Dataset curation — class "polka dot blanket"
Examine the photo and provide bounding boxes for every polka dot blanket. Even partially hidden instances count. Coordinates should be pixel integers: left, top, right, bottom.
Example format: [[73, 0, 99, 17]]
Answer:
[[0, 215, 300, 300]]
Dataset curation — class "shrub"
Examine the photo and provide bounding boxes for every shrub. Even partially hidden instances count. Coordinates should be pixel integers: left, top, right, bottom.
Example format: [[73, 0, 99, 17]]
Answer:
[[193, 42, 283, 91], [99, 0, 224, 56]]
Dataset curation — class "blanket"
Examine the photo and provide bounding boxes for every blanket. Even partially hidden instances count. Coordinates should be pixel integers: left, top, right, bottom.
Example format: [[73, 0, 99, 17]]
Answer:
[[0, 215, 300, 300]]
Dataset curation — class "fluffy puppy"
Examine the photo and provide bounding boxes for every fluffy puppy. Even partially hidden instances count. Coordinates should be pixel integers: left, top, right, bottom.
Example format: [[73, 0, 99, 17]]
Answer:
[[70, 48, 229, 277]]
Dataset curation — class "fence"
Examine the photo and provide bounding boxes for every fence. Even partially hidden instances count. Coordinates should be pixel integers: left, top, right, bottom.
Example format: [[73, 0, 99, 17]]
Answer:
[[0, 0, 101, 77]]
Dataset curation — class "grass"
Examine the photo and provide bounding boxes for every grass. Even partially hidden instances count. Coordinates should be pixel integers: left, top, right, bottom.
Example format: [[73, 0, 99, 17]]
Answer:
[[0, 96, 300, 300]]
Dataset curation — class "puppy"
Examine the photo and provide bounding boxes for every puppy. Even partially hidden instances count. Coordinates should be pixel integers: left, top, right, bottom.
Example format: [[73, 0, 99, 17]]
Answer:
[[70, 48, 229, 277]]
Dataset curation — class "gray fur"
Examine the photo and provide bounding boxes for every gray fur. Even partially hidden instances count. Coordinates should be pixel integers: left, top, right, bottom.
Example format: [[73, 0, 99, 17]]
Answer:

______________________________

**YOUR GOAL**
Rescale everything from the start of the material down to the line that contains "[[193, 42, 283, 91], [99, 0, 224, 56]]", both ends included, and reproduce those lines in full with the requests. Multiply each bounding-box coordinate in the answers by 0.35 and round to whole numbers with halves rounded up, leaving the requests and their format samples unchanged.

**THE RESULT**
Dataset curation — class "polka dot blanket"
Examine the photo and provide bounding boxes for every polka dot blanket. Even partially hidden instances count. Coordinates should be pixel integers: left, top, right, bottom.
Example format: [[73, 0, 99, 17]]
Answer:
[[0, 75, 105, 105]]
Dataset curation — class "shrub"
Examine the photo and provide bounding boxes for every shrub. Even partially hidden instances count. Coordinates should be pixel integers: left, top, right, bottom.
Example format: [[73, 0, 99, 17]]
Answer:
[[68, 15, 99, 32], [35, 0, 78, 20]]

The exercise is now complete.